»»

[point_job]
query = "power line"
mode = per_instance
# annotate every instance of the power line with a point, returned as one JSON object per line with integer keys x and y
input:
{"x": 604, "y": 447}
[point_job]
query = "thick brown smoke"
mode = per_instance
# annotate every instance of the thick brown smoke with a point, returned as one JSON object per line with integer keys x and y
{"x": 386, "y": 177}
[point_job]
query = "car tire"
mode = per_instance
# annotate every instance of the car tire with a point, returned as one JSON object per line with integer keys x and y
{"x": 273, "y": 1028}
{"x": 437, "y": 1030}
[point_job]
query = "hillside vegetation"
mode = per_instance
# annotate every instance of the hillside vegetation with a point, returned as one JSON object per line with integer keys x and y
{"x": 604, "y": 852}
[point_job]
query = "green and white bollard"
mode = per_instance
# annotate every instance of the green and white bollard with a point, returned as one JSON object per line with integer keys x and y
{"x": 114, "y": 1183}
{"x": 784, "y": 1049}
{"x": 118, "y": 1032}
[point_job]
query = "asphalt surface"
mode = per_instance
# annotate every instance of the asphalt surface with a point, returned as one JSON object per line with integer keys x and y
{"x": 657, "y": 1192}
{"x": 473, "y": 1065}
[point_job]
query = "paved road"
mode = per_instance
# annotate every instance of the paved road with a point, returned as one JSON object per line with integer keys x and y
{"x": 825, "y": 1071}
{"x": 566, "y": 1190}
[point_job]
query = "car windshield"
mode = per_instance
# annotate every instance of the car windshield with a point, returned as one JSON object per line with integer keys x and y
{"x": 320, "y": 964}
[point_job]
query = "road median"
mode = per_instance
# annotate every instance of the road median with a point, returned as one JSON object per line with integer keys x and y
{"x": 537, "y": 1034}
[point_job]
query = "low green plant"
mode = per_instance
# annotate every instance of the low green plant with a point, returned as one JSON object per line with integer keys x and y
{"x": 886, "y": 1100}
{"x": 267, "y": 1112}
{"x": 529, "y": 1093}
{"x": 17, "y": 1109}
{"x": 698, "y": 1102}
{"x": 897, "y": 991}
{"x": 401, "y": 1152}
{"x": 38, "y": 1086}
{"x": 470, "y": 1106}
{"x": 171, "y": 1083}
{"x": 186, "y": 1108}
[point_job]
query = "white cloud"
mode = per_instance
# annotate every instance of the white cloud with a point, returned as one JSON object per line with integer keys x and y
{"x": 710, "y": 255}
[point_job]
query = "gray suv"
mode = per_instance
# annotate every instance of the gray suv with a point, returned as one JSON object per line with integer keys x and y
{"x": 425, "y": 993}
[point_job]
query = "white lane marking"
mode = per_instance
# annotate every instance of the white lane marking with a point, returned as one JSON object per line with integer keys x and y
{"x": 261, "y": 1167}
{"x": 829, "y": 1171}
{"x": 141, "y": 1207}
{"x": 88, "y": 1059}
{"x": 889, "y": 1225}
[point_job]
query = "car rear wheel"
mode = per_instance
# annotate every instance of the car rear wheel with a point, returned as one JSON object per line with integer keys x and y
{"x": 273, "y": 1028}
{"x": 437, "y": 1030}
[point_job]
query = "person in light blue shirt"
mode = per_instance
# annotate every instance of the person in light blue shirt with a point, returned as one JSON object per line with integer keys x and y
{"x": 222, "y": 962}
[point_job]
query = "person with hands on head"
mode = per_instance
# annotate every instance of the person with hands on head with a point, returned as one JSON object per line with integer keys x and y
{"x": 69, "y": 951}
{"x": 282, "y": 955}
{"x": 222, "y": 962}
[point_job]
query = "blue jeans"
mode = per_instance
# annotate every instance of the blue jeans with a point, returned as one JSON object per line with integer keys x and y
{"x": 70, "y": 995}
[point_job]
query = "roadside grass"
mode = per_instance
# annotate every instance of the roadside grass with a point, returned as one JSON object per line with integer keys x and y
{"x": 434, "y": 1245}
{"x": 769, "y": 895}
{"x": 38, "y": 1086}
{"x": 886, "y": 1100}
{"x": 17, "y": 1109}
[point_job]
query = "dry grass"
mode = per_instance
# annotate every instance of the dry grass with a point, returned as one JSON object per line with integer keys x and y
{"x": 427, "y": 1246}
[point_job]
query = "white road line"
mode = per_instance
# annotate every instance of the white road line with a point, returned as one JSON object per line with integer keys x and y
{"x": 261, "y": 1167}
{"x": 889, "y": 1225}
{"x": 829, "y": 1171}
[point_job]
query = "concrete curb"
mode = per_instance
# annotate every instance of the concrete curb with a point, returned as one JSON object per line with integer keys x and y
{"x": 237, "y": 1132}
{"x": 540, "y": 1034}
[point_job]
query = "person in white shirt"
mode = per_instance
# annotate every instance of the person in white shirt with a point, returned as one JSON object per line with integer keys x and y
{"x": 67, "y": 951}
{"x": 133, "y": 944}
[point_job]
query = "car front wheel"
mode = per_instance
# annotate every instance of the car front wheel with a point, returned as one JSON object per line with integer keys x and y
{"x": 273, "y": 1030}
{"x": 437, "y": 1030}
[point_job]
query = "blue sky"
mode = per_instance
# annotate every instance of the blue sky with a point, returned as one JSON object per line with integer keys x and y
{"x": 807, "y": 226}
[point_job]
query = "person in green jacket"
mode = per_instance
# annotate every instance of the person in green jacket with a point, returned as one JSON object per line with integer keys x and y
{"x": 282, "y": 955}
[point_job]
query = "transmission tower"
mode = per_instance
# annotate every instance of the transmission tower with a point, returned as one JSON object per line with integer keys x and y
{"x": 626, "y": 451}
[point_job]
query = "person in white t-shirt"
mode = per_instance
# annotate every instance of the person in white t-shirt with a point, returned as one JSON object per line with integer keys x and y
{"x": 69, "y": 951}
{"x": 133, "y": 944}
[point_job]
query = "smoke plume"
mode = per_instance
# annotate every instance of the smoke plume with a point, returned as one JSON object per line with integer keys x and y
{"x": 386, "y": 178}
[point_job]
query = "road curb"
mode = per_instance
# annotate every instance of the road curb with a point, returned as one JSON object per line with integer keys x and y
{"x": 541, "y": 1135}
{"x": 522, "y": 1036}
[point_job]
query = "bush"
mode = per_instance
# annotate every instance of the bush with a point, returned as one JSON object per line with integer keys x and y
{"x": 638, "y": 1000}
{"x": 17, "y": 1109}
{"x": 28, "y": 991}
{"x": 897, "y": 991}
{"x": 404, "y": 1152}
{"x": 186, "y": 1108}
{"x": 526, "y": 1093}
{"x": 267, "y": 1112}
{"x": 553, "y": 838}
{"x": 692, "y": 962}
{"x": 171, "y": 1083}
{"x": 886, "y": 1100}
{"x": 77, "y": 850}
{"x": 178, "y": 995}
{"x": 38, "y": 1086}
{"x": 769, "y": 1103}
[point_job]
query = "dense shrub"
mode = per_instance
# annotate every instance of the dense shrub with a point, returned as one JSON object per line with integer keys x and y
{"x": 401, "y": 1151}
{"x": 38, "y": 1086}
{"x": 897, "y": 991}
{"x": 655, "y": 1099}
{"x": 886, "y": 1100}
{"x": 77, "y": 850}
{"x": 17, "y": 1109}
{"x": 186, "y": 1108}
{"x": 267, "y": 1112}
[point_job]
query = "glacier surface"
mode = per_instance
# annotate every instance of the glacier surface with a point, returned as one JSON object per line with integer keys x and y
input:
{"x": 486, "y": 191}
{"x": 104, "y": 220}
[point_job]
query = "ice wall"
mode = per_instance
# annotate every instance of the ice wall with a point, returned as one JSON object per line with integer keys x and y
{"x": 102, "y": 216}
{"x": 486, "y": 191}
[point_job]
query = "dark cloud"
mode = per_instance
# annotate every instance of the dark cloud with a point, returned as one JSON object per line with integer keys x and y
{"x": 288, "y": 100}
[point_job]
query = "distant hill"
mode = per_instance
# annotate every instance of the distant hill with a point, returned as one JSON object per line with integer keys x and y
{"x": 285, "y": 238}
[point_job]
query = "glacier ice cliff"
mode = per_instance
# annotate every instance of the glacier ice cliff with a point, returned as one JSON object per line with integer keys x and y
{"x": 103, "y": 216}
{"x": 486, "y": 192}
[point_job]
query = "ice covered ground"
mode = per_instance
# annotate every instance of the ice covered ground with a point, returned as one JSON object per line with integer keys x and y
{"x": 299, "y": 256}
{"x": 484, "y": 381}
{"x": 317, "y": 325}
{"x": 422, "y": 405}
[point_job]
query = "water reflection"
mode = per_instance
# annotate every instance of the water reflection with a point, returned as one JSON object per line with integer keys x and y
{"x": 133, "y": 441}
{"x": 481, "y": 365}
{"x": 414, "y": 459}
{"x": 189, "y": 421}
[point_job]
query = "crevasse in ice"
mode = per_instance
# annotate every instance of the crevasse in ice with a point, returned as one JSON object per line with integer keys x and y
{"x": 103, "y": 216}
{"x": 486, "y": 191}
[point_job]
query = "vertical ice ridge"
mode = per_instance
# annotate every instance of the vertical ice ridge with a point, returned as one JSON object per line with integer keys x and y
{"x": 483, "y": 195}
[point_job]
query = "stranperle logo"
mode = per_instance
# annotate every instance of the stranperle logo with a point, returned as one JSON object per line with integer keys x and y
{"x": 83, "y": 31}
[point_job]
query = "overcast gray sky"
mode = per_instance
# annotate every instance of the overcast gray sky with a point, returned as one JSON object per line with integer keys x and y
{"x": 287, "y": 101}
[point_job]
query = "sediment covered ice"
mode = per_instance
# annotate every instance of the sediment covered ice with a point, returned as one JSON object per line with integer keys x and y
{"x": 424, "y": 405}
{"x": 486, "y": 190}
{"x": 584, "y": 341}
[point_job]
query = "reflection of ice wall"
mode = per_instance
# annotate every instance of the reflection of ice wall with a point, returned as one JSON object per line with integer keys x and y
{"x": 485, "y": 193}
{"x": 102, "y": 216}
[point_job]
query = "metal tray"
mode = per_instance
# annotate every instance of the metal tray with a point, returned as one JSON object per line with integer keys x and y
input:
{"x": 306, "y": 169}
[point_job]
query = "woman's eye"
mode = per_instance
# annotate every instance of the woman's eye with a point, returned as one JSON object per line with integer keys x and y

««

Return every line of the records above that contains the string "power", and treat case as significant.

* [SOLUTION FOR THIS PROBLEM]:
query = "power line"
# annotate every instance of the power line with a point, returned as one JSON object per line with integer keys x and y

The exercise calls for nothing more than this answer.